--- Records for the task ---
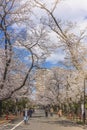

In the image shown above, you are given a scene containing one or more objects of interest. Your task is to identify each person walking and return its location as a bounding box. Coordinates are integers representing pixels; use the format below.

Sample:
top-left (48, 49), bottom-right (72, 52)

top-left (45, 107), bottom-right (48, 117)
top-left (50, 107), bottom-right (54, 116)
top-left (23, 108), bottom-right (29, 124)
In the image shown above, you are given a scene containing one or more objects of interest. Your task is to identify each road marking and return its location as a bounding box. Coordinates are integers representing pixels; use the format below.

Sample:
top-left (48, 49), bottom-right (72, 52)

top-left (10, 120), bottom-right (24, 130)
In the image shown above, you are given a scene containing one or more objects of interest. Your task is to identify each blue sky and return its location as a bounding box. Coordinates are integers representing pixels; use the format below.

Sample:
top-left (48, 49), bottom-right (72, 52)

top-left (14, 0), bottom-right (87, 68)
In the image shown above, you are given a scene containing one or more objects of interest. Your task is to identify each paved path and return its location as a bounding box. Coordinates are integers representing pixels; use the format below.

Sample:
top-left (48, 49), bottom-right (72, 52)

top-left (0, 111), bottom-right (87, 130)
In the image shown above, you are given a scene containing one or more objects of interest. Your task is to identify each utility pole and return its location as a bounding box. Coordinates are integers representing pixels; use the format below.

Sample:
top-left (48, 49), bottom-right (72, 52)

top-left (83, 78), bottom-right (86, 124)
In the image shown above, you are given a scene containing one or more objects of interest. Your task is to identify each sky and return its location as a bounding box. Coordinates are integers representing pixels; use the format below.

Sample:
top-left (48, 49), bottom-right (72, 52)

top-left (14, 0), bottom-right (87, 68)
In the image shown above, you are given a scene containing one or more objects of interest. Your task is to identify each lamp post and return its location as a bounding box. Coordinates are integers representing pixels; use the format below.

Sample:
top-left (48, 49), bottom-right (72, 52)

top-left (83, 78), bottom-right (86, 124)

--- Directions for this task ---
Print word for word the lines of the rows above, starting with the line that contains "identify each lamp" and going on through the final line of the rows.

--- Result for this exercise ---
In the image shown above, you are given a scene containing one or more objects of interest. Your task is to identify each lamp post and return its location as a bounding box. Coordinates are integers representing pixels; use the format below.

Sample:
top-left (48, 49), bottom-right (72, 52)

top-left (83, 78), bottom-right (86, 124)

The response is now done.